**EXERCISE DETAILS**. Filter the data for "need" and copy matching lines.

(Recorded data)
- - - - - - -
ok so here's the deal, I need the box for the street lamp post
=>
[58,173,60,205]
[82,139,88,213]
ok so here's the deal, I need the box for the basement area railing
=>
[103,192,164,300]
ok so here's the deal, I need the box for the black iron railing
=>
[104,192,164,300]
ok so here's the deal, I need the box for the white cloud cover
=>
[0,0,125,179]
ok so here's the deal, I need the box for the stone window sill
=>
- - - - - - -
**SOLUTION TO THIS EXERCISE**.
ok so here's the deal, I need the box for the street lamp post
ok so here's the deal, I need the box for the basement area railing
ok so here's the deal, I need the box for the black iron railing
ok so here's the deal, I need the box for the white cloud cover
ok so here's the deal, I need the box for the stone window sill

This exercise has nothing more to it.